Source material:
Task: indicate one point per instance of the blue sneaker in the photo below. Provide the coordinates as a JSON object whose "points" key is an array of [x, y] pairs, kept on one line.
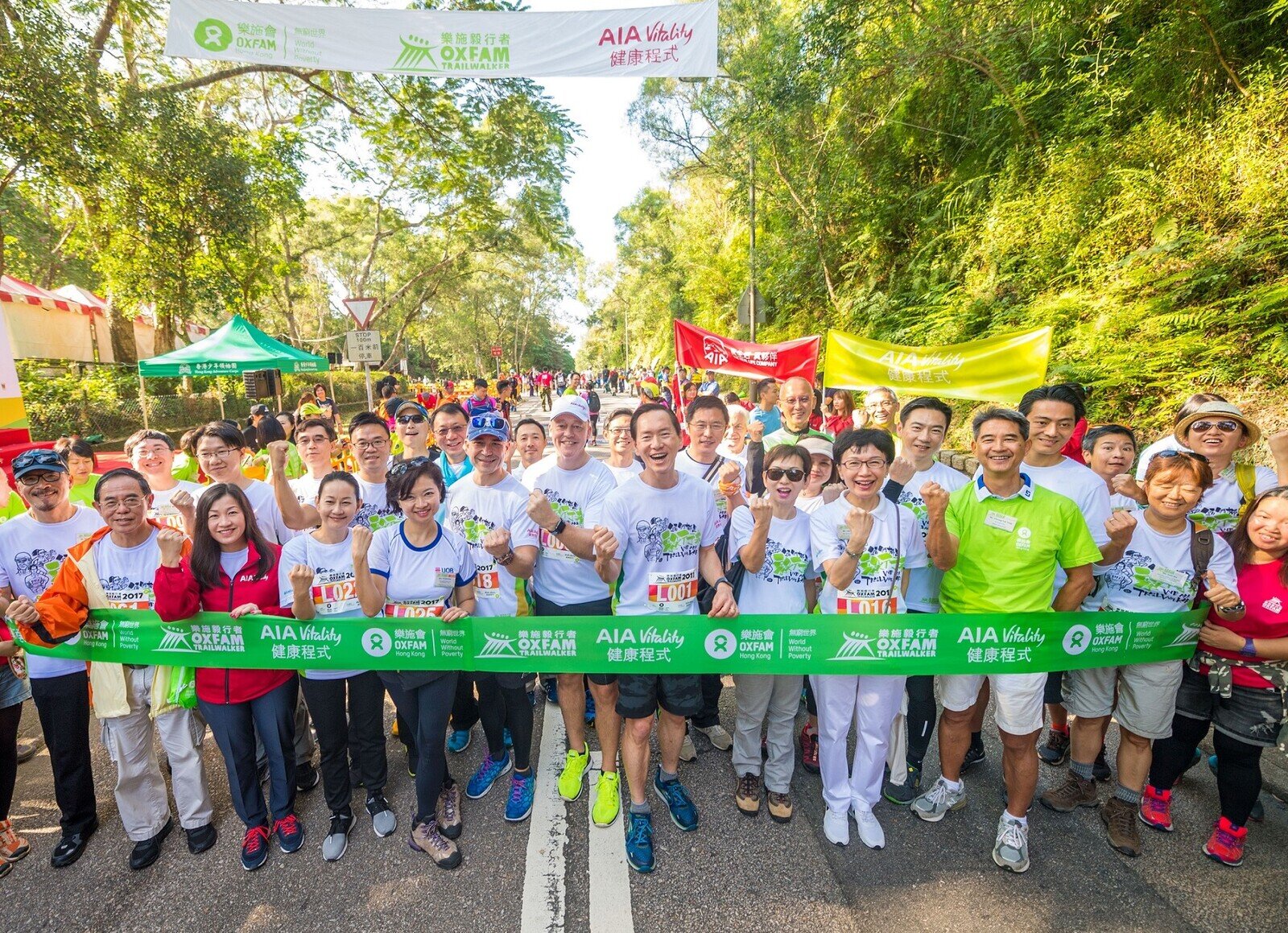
{"points": [[684, 813], [523, 787], [486, 776], [639, 842], [457, 741]]}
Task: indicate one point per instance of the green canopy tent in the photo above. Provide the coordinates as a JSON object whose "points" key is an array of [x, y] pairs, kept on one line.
{"points": [[237, 347]]}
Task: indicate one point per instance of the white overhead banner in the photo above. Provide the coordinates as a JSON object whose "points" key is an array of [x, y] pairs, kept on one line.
{"points": [[678, 40]]}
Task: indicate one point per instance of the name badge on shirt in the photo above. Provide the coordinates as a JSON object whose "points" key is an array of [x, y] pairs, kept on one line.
{"points": [[997, 519]]}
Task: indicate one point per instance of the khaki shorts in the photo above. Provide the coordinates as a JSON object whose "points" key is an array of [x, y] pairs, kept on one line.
{"points": [[1146, 695]]}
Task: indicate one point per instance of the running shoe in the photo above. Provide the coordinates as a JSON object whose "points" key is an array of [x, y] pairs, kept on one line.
{"points": [[684, 812], [290, 832], [575, 770], [1011, 848], [639, 842], [523, 787], [1225, 844], [609, 800], [938, 800], [485, 778], [255, 848], [457, 740]]}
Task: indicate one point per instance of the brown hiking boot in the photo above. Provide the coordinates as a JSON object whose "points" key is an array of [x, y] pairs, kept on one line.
{"points": [[1120, 819], [427, 838], [1075, 791], [779, 807], [746, 794]]}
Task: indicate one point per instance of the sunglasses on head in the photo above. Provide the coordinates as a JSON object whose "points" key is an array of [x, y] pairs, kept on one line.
{"points": [[1225, 427], [794, 473]]}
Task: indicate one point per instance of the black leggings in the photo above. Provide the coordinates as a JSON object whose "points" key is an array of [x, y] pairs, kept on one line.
{"points": [[921, 716], [425, 710], [10, 716], [1238, 776], [506, 708]]}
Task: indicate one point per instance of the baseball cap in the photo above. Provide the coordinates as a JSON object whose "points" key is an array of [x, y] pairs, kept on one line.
{"points": [[817, 445], [38, 459], [571, 405], [1219, 411], [489, 424]]}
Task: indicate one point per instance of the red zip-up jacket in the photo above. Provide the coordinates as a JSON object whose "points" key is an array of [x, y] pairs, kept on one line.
{"points": [[180, 596]]}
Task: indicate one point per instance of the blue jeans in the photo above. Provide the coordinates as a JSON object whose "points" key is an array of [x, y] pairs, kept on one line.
{"points": [[233, 727]]}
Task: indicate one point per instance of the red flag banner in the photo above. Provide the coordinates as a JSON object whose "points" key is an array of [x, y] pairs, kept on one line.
{"points": [[706, 351]]}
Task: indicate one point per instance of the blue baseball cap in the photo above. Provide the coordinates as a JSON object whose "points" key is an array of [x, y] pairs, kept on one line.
{"points": [[489, 424]]}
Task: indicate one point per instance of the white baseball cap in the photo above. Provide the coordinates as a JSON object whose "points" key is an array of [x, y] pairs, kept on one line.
{"points": [[571, 405]]}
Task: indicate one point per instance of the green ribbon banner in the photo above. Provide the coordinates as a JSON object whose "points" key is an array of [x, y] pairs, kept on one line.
{"points": [[995, 643]]}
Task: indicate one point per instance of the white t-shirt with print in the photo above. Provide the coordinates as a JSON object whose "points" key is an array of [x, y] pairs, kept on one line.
{"points": [[1157, 572], [779, 587], [335, 592], [1219, 508], [30, 557], [660, 535], [474, 510], [894, 545], [924, 581], [577, 497], [419, 581], [689, 467], [164, 512]]}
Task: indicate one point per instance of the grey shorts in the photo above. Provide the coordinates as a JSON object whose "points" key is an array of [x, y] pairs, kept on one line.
{"points": [[1146, 695], [639, 695], [1251, 716]]}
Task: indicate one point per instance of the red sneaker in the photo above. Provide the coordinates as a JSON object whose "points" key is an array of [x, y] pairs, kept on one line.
{"points": [[1156, 808], [1225, 844], [809, 749]]}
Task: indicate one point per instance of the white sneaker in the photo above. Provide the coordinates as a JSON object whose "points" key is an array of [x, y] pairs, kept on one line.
{"points": [[716, 735], [687, 752], [869, 830], [836, 826], [1011, 849]]}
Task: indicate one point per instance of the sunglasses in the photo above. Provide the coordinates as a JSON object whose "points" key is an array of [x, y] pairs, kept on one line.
{"points": [[1224, 427], [792, 473]]}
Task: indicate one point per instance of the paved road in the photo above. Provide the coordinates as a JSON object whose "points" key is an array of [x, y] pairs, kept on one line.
{"points": [[734, 873]]}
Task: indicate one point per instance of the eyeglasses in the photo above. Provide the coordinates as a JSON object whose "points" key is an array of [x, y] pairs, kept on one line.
{"points": [[1225, 427], [1169, 454], [792, 473], [403, 465]]}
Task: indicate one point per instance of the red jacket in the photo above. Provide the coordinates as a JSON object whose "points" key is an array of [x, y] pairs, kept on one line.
{"points": [[180, 596]]}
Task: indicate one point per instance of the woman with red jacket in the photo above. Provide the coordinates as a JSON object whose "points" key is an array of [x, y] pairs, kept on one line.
{"points": [[233, 568]]}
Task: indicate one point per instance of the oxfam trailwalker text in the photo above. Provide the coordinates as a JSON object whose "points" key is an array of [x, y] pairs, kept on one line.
{"points": [[634, 645]]}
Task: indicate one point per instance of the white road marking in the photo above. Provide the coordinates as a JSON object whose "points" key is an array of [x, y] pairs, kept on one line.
{"points": [[547, 836], [609, 875]]}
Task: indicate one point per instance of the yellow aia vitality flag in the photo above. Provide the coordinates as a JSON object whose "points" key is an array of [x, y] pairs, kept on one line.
{"points": [[996, 370]]}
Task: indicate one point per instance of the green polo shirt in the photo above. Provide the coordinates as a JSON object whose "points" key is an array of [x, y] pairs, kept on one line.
{"points": [[1009, 548]]}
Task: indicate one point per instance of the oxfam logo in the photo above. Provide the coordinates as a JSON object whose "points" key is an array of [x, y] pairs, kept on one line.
{"points": [[377, 642], [213, 35], [721, 643]]}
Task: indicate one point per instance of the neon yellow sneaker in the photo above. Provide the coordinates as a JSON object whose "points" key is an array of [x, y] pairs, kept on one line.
{"points": [[575, 770], [609, 800]]}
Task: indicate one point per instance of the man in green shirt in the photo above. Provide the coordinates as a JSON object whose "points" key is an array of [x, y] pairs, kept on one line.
{"points": [[998, 542]]}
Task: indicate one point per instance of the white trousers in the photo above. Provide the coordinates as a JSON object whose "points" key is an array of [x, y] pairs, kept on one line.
{"points": [[871, 704], [141, 794]]}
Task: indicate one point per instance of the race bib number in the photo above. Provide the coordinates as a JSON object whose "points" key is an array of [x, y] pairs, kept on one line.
{"points": [[341, 596], [424, 609], [673, 592], [487, 584], [876, 606]]}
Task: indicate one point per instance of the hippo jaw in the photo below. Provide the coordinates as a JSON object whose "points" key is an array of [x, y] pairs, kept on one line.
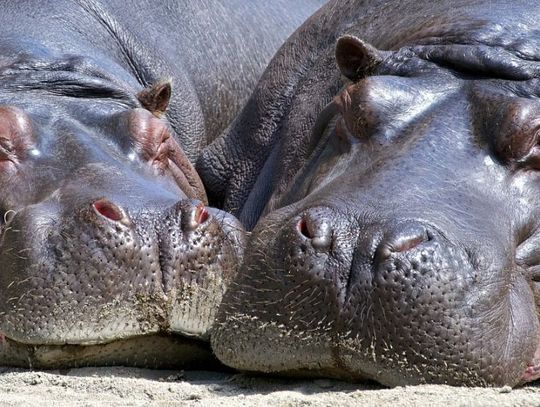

Task instructions: Retype the whole listing, keeping every line identical and omitting all pictures.

Result:
Task: indicate one point per instance of the blue sneaker in the photo below. Provide the coordinates as a JSON object whose "points" key is an array of [x, y] pairs, kept on one line.
{"points": [[684, 813], [523, 787], [486, 776], [639, 842], [457, 741]]}
Task: indicate one point per instance of the green canopy tent in the photo above. Provide the coordinates as a JSON object whose "points" key is an array of [x, y] pairs, kept on one line.
{"points": [[237, 347]]}
Task: indicate one point per instance of the white overhead banner in the photo above. Provide the coordinates as a JSON object whose "points" key is an array of [x, y] pairs, kept on one line.
{"points": [[678, 40]]}
Task: indicate one point per instance of the name badge on shirt in the photo above. Provide the coordinates as a JSON object whose "points" key is an array of [x, y] pairs, kept on one line.
{"points": [[997, 519]]}
Task: indicate one point per instance of the khaki shorts in the photo above. Provide the coordinates as a JSON object whose "points" key is an array of [x, y] pairs, kept on one line.
{"points": [[1146, 695]]}
Task: indicate one point per instance of the running shoe in the photo above. Provide the coordinates as a JSON object whose "points" key is an array of [x, y] pairs, kept on one line.
{"points": [[684, 812], [290, 832], [575, 770], [1011, 848], [639, 842], [523, 787], [1225, 844], [609, 800], [938, 800], [485, 778], [255, 848], [457, 740]]}
Task: indicate one point per instance of the brown hiking boot in the photo above. Provide the coordinates as a JSON object whose "points" key is an array of [x, y] pairs, kept on one line.
{"points": [[1120, 819], [427, 838], [1075, 791], [779, 807], [746, 794]]}
Task: indicate one point per instance of the sunglasses on head in the photo above. Provide the coordinates as a JSON object whose "points" key is an array of [x, y] pairs, kept on one line.
{"points": [[1225, 427], [794, 473]]}
Task: indicate one point per instance of the black leggings in the photo above. Provide the coordinates as a JSON object whose "points" key is an array of [x, y] pairs, kept on one line.
{"points": [[921, 716], [425, 710], [10, 716], [1238, 776], [506, 708]]}
Task: indicate one point per instance of the baseball cap in the photo above. Provide the coordinates as a JSON object whose "points" key is an array of [x, y] pairs, kept on one line.
{"points": [[817, 445], [38, 459], [571, 405], [1219, 411], [489, 424]]}
Task: indicate one point per instance of the red zip-up jacket in the photo above. Provide the coordinates as a JSON object whose "points" key is an array of [x, y] pairs, kept on one line.
{"points": [[180, 596]]}
Task: indicate one point per instance of the blue jeans in the photo above. Provide the coordinates as a JSON object whose "points" key is an array of [x, y] pairs, kept on one line.
{"points": [[233, 727]]}
Task: indicate one point per instance of the red flag banner in the photo above. Provide the coordinates as a JSON object whose "points" key is an array of [x, y] pairs, kept on one line.
{"points": [[706, 351]]}
Task: indicate one point per instance of the blue baseball cap in the photo above. Provide the coordinates as a JSON object whose "points" key is an array of [x, y] pairs, kept on one line.
{"points": [[489, 424]]}
Task: indicate one point per instance of the white baseball cap in the photo above. Provide the coordinates as a JSON object whose "points" key is an array of [x, y] pairs, kept on one line.
{"points": [[571, 405]]}
Task: indicate one point per instance of the green ribbon banner in the photo above. Provide the coordinates as a JSON object whose "points" key is an array of [x, y] pairs, kept on one line.
{"points": [[995, 643]]}
Task: indicate one point per instance of the white t-shirt with print in the photo above. Provide the coordinates as a JSON object whose "points" key is an array of [x, y] pairs, kept on one line.
{"points": [[1157, 572], [779, 587], [335, 592], [1219, 508], [30, 557], [660, 535], [474, 510], [894, 545], [924, 581], [577, 497], [419, 581], [689, 467], [164, 512]]}
Task: indicate one point per instance of the grey shorts in the photo above. Provide the coordinates as a JSON object whose "points" key is an array of [x, y] pairs, kept on one line.
{"points": [[1146, 695], [639, 695], [1251, 716]]}
Task: indicate one point per instance of the red sneaker in the photo above. Provide the coordinates as a JSON object whose "points" key is an array of [x, y] pairs, kept on one line.
{"points": [[1156, 808], [1225, 844], [809, 749]]}
Task: indicate one point per instance of the white sneaker in the photo above. Provide the coordinates as a JSON object whose "points" key is an array of [x, y] pairs, kept on one line.
{"points": [[716, 735], [687, 752], [869, 830], [836, 826], [1011, 849]]}
Task: indicate one point per instance of the sunglasses in the photo above. Provide the coordinates as a JSON object whose "points" key is an array of [x, y] pairs, kept on one line.
{"points": [[1224, 427], [792, 473]]}
Task: indicate one point per instance of the paved road in the photo above. Provide the coordinates as a JSON object whose "points" key is an array of [x, y] pairs, kept on one line.
{"points": [[734, 873]]}
Task: indicate one point per instance of the eyeglasses in the photo above. Provide the coordinates as a JSON object whose "points" key is an array of [x, y] pairs, kept on one line.
{"points": [[1225, 427], [1169, 454], [792, 473], [403, 465]]}
Task: indicate one point per instance of the red jacket in the photo above. Provide the coordinates as a JSON object whose "points" key is an array of [x, y] pairs, kept on one line.
{"points": [[180, 596]]}
Task: indicate one point per instance of the woman with red jacket in the photo above. Provide the coordinates as a JSON object whose "points" key is an array of [x, y] pairs, kept on one line.
{"points": [[233, 568]]}
Task: indicate one point per instance of the oxfam trailwalker text in the photo above. Provide the coordinates as a JSON object whose "points" key is an array of [x, y] pairs, kept on one line.
{"points": [[634, 645]]}
Task: indicate one point per instance of the white road marking in the photo above. Provide the coordinates as a JSON object whose "points" key is an array of [x, y] pairs, kept on one line.
{"points": [[547, 836], [609, 875]]}
Task: indicate one point per instance of the yellow aia vitality flag in the photo above. Provide the coordinates as a JSON object whose "points" key is an array of [x, y] pairs, kept on one line.
{"points": [[996, 370]]}
Task: indicate one point per instance of the green polo shirt in the photo above. Provide the coordinates as a JSON object whose "points" key is an array of [x, y] pairs, kept on one line.
{"points": [[1009, 548]]}
Task: indicate one point per instance of the oxfam logo in the photo above. Provide the coordinates as a JSON object whose "points" key is an array of [x, y] pairs, kept on one line.
{"points": [[377, 642], [213, 35], [721, 643]]}
Task: indicate one point per instance of the neon yellow sneaker in the photo above. Provide the coordinates as a JSON object whose "points" key is an array of [x, y] pairs, kept on one line.
{"points": [[575, 770], [609, 800]]}
Task: indicate one point per instance of the man in green shirt in the photo above. Provide the coordinates as a JSON object whose "points" key is an array of [x, y] pairs, kept on one line.
{"points": [[998, 542]]}
Task: indicate one point per instance of the white trousers in the photo above. Provide the coordinates as a JSON object whose "points" key is an array of [x, y] pairs, kept on one line.
{"points": [[871, 704], [141, 794]]}
Task: indicate one point per instance of the race bib number in the photo above. Provide the coordinates as a JSON object whose "points" key is an array of [x, y] pairs, kept on one line.
{"points": [[341, 596], [424, 609], [673, 592], [487, 584], [876, 606]]}
Task: indicate one point per instance of the hippo jaw in the photo below. Provide the coordinates as a JSON object whose "points" key is an array of [x, y] pairs, kept on one line.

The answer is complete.